───── MATERIALS PROVIDED

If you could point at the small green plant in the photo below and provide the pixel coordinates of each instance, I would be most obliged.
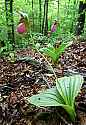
(55, 53)
(63, 94)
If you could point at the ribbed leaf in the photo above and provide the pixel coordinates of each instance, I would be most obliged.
(51, 52)
(63, 94)
(55, 53)
(69, 87)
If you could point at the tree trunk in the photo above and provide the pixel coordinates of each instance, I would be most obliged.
(40, 13)
(9, 20)
(32, 16)
(45, 18)
(81, 18)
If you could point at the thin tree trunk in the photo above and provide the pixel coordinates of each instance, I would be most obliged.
(32, 16)
(9, 20)
(40, 14)
(81, 18)
(45, 18)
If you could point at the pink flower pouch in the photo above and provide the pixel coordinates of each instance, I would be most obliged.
(21, 28)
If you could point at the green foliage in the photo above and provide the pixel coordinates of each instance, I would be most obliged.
(63, 94)
(55, 53)
(8, 47)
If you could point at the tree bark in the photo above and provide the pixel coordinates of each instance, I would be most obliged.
(81, 18)
(9, 20)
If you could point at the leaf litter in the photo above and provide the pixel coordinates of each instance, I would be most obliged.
(28, 76)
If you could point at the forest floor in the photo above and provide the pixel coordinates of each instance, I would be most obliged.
(26, 77)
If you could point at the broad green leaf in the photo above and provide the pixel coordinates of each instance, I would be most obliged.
(63, 94)
(55, 53)
(51, 52)
(69, 87)
(62, 48)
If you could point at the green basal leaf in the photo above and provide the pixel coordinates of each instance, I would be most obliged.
(51, 52)
(55, 53)
(63, 94)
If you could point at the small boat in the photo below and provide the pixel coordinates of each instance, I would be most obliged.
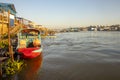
(29, 43)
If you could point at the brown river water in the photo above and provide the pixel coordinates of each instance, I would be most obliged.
(76, 56)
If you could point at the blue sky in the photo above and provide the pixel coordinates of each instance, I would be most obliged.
(68, 13)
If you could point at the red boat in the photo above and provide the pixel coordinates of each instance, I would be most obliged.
(29, 43)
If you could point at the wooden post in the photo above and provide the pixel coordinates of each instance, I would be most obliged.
(2, 23)
(9, 42)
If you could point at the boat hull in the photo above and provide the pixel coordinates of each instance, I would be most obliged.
(29, 52)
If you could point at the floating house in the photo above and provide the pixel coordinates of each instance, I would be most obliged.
(4, 8)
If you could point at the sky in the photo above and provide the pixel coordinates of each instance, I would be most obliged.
(68, 13)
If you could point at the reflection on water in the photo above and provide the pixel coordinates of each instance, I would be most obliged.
(76, 56)
(31, 70)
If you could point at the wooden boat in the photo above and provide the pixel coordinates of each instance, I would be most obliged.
(29, 43)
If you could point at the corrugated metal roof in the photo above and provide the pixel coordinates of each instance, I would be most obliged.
(8, 6)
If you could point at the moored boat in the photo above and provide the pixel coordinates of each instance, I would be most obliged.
(29, 43)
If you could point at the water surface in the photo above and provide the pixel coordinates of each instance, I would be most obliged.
(76, 56)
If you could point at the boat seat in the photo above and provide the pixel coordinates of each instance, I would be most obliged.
(36, 42)
(22, 43)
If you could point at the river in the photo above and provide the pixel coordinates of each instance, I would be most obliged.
(76, 56)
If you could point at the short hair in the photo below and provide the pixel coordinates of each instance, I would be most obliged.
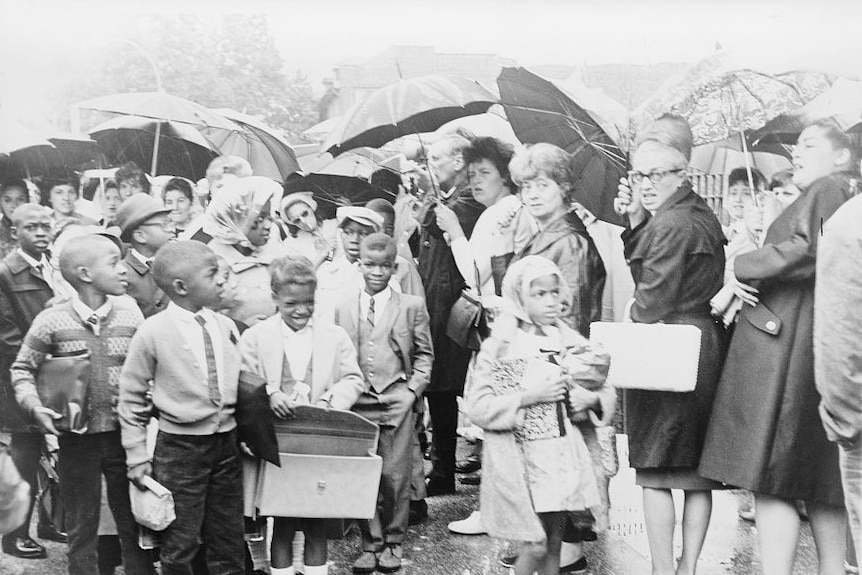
(537, 159)
(130, 172)
(229, 165)
(379, 242)
(291, 270)
(781, 179)
(494, 150)
(740, 176)
(181, 185)
(175, 260)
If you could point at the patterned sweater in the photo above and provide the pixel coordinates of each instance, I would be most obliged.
(60, 330)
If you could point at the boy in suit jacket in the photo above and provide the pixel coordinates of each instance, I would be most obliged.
(187, 359)
(393, 338)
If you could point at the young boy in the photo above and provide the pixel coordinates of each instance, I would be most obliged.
(145, 225)
(25, 289)
(302, 362)
(98, 322)
(187, 359)
(393, 339)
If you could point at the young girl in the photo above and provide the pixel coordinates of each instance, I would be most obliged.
(536, 466)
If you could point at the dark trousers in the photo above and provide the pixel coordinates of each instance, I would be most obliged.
(83, 461)
(203, 474)
(443, 409)
(26, 448)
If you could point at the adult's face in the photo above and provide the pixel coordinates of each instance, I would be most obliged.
(487, 184)
(815, 157)
(662, 168)
(63, 198)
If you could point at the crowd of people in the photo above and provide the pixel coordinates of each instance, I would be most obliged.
(162, 301)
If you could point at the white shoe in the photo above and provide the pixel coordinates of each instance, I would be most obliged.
(470, 526)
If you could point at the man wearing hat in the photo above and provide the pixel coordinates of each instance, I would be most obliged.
(145, 225)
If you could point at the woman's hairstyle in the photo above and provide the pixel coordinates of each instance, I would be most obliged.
(180, 184)
(496, 151)
(291, 270)
(542, 159)
(740, 176)
(781, 179)
(130, 172)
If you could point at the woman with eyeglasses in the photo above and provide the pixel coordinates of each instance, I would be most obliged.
(766, 433)
(240, 223)
(675, 249)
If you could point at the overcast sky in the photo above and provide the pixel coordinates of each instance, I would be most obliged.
(316, 35)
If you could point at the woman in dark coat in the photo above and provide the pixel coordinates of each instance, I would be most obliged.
(765, 434)
(675, 248)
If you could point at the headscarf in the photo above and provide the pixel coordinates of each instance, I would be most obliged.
(234, 209)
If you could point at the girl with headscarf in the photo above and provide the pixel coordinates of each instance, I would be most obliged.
(239, 221)
(536, 467)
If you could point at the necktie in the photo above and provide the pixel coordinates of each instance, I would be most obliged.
(370, 317)
(212, 374)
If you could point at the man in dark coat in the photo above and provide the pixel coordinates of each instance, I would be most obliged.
(443, 284)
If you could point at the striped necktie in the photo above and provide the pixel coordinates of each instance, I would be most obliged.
(212, 373)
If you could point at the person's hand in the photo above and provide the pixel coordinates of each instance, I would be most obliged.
(281, 405)
(447, 220)
(548, 390)
(745, 292)
(137, 473)
(581, 399)
(628, 203)
(45, 418)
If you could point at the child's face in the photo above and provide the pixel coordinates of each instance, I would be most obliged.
(377, 267)
(107, 272)
(204, 283)
(295, 303)
(544, 302)
(34, 233)
(352, 234)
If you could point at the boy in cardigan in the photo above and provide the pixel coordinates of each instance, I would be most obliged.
(187, 358)
(97, 321)
(391, 333)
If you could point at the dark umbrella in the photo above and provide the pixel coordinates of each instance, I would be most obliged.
(541, 111)
(412, 106)
(333, 191)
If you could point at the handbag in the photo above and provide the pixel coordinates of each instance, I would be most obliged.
(467, 325)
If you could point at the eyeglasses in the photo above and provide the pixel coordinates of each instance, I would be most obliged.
(655, 176)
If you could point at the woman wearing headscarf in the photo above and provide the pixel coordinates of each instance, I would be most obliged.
(675, 249)
(766, 435)
(239, 221)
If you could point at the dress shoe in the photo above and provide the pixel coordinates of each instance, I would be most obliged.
(468, 465)
(365, 563)
(436, 487)
(50, 533)
(418, 512)
(23, 547)
(470, 526)
(390, 559)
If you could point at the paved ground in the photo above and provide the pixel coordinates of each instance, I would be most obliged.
(431, 550)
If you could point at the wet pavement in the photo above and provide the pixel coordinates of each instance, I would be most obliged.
(431, 550)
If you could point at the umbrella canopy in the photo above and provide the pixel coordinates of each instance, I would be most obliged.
(724, 94)
(542, 111)
(264, 147)
(412, 106)
(333, 191)
(180, 150)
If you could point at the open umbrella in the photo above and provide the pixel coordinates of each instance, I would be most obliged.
(265, 148)
(412, 106)
(542, 111)
(168, 147)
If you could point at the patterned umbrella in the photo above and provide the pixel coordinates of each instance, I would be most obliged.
(412, 106)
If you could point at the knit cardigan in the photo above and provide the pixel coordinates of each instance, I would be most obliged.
(60, 330)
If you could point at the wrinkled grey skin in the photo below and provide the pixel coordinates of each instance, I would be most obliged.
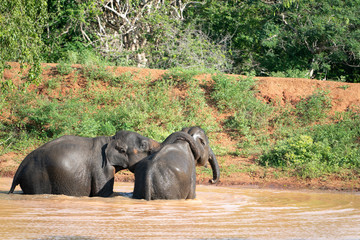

──────────

*EXERCISE*
The required output is the span of lines from the line with "If you could point at the patterned umbrella" through the final line of the listing above, reproduced exactly, minus the pictures.

*RESPONSE BOX*
If you could point at the patterned umbrella in the photo above and provide the pixel coordinates of each instance, I would be most obliged.
(412, 106)
If you could point at the knit cardigan in the photo above and provide the pixel coordinates of each instance, I would be most obliged.
(60, 330)
If you could point at the wrinkled grey skin in the photo below and provide the pixel coordinates of each instance, I would be most obliged.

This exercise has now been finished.